Short problem →
Change each occurrence of "marker" in the material below to "pin", keeping every other word and line the same.

Coordinate labeling data →

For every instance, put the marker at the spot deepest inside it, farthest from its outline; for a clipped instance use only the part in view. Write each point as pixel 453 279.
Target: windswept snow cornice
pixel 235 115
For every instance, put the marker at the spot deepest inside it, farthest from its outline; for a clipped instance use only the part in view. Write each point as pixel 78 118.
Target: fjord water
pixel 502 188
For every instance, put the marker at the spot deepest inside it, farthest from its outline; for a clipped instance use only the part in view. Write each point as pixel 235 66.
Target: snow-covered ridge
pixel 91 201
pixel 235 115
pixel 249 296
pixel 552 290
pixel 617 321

Output of the task →
For every instance, put the pin at the spot deepest inside it, farthest from its outline; for a clipped instance use only the part in view. Write each point as pixel 453 279.
Target: windswept snow cornice
pixel 235 115
For every instance, put the pin at the spot deepest inside it, farthest from its outline; for a clipped instance use only the part in view. Write each point as pixel 78 118.
Target: fjord water
pixel 502 188
For every instance, put the pin at the spot deepest inside it, farthest from its outline; for a clipped instance use only the part in view. Write each point as pixel 235 66.
Target: snow-covered ridge
pixel 91 201
pixel 235 115
pixel 249 296
pixel 552 290
pixel 617 321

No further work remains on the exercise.